**** EXTRAIT DE PAGE ****

11Les exigences de cohésion interne des formes d'organisation andine maintiennent, comme contrepartie à tous les niveaux (familial, des groupes de parenté, communautaire et même ethnique) un factionnalisme externe marqué ; une alliance entre familles, groupes ou communautés se comprend seulement en référence à une opposition et même à une forme d'hostilité vis-à-vis d'une autre famille, d'un autre groupe ou d'une autre communauté, les oppositions jouant en tant que mécanismes d'identité et de cohésion interne des groupes.
b) La gestion de la politique communautaire
12L'autre phénomène qui détermine la nature du politique dans les communautés indigènes de la Sierra et qui se trouve très enraciné dans les conditions définissant l'organisation sociale précédente est sinon le vide du pouvoir, du moins l'absence d'espaces et institutions politiques qui permettraient de l'accaparer et de l'exercer à l'intérieur de la communauté andine.
13Dans la communauté, le pouvoir existe de façon diffuse dans toute la trame des alliances familiales et entre les groupes, à travers les pratiques rituelles, l'enjeu des conflits, la confrontation des différentes stratégies productives et les rapports de force économico-politiques.
14Même si l'organe politique administratif du Cabildo (formé de cinq membres élus par une assemblée de la communauté chaque année) détient un certain pouvoir, ou plutôt une certaine autorité il se trouve tantôt assailli par les différents groupes qui cherchent à y occuper un poste représentatif ou à le conserver, tantôt neutralisé par le pouvoir non-formel que les groupes et les leaders communautaires exercent parallèlement et en marge, tantôt boycotté dans sa gestion par la communauté dans son ensemble, qui utilise pour ce faire, soit des comportements habituels, soit des procédés très subtils.

****

CONSIGNE: Rédigez la suite de l'extrait sur le pouvoir dans les communautés andines, en reprenant juste après sa dernière phrase.

**** EXTRAITS DES ENTRÉES ****

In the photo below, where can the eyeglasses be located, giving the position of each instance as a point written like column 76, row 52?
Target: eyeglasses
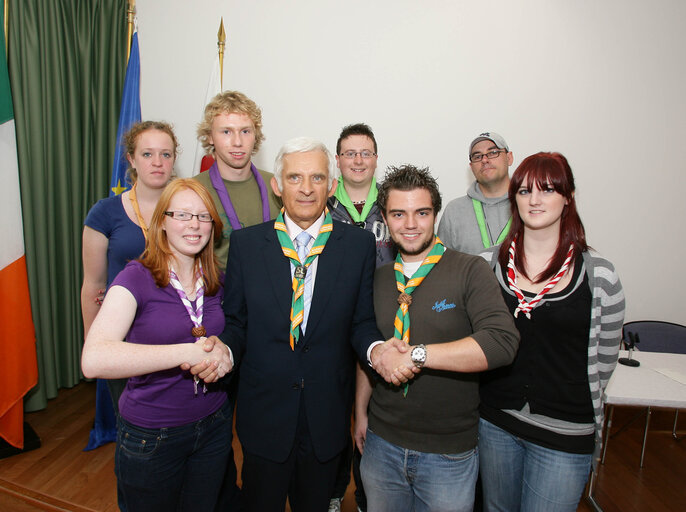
column 185, row 216
column 352, row 154
column 477, row 157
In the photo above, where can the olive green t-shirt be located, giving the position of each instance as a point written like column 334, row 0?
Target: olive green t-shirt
column 245, row 197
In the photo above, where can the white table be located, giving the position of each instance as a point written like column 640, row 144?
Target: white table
column 660, row 381
column 645, row 385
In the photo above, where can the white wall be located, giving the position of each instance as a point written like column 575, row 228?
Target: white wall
column 601, row 82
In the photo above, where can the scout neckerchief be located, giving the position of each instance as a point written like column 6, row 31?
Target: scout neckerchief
column 402, row 316
column 481, row 221
column 342, row 195
column 196, row 315
column 218, row 184
column 297, row 301
column 137, row 210
column 525, row 306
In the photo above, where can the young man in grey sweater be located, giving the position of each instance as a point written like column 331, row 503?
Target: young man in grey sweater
column 419, row 451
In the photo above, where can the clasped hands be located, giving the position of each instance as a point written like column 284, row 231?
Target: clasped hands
column 216, row 365
column 392, row 361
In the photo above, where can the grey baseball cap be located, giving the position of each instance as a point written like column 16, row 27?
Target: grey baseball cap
column 493, row 137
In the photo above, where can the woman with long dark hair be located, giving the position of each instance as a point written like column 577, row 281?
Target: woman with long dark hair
column 541, row 416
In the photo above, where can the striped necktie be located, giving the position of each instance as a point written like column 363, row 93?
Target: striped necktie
column 302, row 240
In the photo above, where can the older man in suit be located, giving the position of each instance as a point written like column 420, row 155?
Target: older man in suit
column 299, row 309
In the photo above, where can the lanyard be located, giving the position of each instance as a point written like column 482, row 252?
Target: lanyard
column 481, row 221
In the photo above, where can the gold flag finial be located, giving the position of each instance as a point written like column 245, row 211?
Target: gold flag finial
column 221, row 43
column 130, row 15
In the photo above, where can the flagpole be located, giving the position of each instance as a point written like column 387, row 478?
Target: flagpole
column 130, row 15
column 221, row 43
column 6, row 32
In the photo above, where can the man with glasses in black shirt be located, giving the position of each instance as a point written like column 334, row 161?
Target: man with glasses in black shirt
column 354, row 202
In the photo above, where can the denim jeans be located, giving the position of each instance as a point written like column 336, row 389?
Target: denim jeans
column 175, row 468
column 519, row 475
column 397, row 480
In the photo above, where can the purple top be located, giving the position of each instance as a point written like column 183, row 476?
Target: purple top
column 166, row 398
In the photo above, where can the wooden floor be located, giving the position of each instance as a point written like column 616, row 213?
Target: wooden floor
column 59, row 476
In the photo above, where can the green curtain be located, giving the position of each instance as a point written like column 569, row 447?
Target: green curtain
column 66, row 62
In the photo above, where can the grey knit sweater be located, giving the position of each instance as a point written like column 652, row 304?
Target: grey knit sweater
column 607, row 318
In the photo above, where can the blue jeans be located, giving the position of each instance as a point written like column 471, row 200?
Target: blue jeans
column 519, row 475
column 175, row 468
column 397, row 480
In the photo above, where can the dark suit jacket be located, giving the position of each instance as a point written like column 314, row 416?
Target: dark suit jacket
column 272, row 377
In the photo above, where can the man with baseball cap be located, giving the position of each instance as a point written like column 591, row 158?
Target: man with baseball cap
column 482, row 218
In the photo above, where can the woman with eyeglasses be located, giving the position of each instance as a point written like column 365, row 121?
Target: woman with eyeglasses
column 541, row 416
column 115, row 228
column 174, row 432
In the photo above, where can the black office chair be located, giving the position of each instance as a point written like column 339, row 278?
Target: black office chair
column 652, row 336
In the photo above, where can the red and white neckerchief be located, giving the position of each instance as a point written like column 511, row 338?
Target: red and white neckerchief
column 525, row 306
column 195, row 314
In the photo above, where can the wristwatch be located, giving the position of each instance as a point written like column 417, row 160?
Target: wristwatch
column 418, row 355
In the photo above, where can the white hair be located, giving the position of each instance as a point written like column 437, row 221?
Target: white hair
column 301, row 145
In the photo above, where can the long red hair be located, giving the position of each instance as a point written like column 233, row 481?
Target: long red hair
column 545, row 170
column 157, row 252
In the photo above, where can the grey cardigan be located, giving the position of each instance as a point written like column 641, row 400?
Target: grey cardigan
column 607, row 318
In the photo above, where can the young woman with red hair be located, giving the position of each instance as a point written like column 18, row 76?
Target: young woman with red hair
column 541, row 416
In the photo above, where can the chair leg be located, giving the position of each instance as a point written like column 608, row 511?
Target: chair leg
column 611, row 410
column 645, row 435
column 676, row 418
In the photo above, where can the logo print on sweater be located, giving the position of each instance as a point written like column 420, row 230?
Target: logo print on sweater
column 442, row 306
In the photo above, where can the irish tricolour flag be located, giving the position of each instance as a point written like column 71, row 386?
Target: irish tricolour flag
column 18, row 371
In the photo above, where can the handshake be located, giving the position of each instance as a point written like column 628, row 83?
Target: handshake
column 217, row 364
column 392, row 360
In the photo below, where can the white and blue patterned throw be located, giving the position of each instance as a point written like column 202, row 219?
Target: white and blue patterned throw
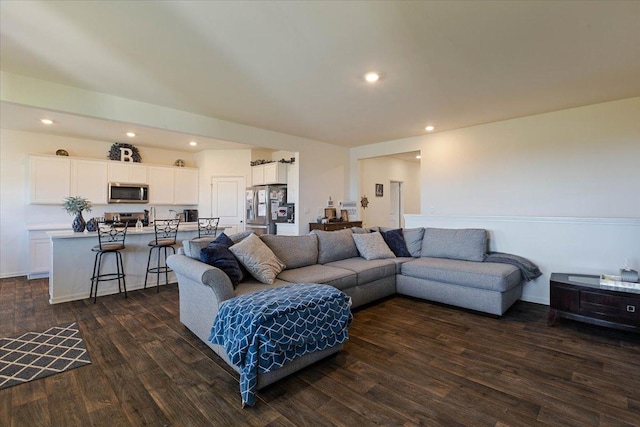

****

RÉPONSE:
15En conséquence, le Cabildo ne devient une instance de pouvoir et d'autorité réelle que lorsqu'il parvient à capter les adhésions et à exprimer l'unanimité de tous les membres de la communauté. Ce cas idéal du gouvernement de la communauté indigène est d'autant plus difficile à obtenir que traditionnellement les décisions s'y prennent par un consensus parfois laborieux ou rituellement négocié plutôt que suivant un régime démocratique de majorité.
16On pourrait résumer le principe de la politique communautaire en ces termes : le pouvoir doit être aussi bien échangé que partagé et redistribué.
c) L'horizon socio-politique de la communauté indigène
17Les analyses précédentes nous portent à comprendre la communauté indigène comme une micro-société étroitement organisée sur le plan interne mais autonome et indépendante par rapport à l'extérieur, que ce soit les autres communautés indigènes ou la société nationale. Car malgré les processus historiques et les changements profonds par lesquels elle est passée pendant les cinq siècles derniers, la communauté andine reste le prolongement et la projection de l'ancien ayllu (clan) précolombien : le groupe endogamique qui contrôlait un territoire sur la base d'une organisation socio-parentale et productive.
18Quoique les formes d'organisation et de contrôle d'un espace productif aient été très modifiées, la communauté reste le modèle social et spatial qui assure la reproduction et l'identité ethnique des groupes andins. L'appartenance à une communauté est aujourd'hui encore pour l'indigène non seulement l'enclave de sa reproduction comme indigène mais aussi un facteur d'identité plus fondamental que celui de sa citoyenneté équatorienne.
19La communauté est l'espace privilégié où se reproduit la parenté et s'établissent préférentiellement les alliances matrimoniales. Chaque communauté a son saint-patron, ses fêtes et ses cérémonies, sa propre histoire, ses traditions et même ses mythes ; souvent aussi elle a ses guérisseurs et toujours ses leaders et ses autorités propres ; généralement elle maintient une stratégie économico-productive commune. C'est surtout à l'intérieur de la communauté que se reproduisent les matrices culturelles de la sociologie andine : la minga, les échanges et les trocs les plus habituels, les prestations et les procédés redistributifs les plus ritualisés. Tous ces espaces et ces pratiques habituels et généralisés à l'intérieur de la communauté deviennent hors de celle-ci des stratégies particulières plus ou moins épisodiques en relation avec d'autres groupes et communautés indigènes.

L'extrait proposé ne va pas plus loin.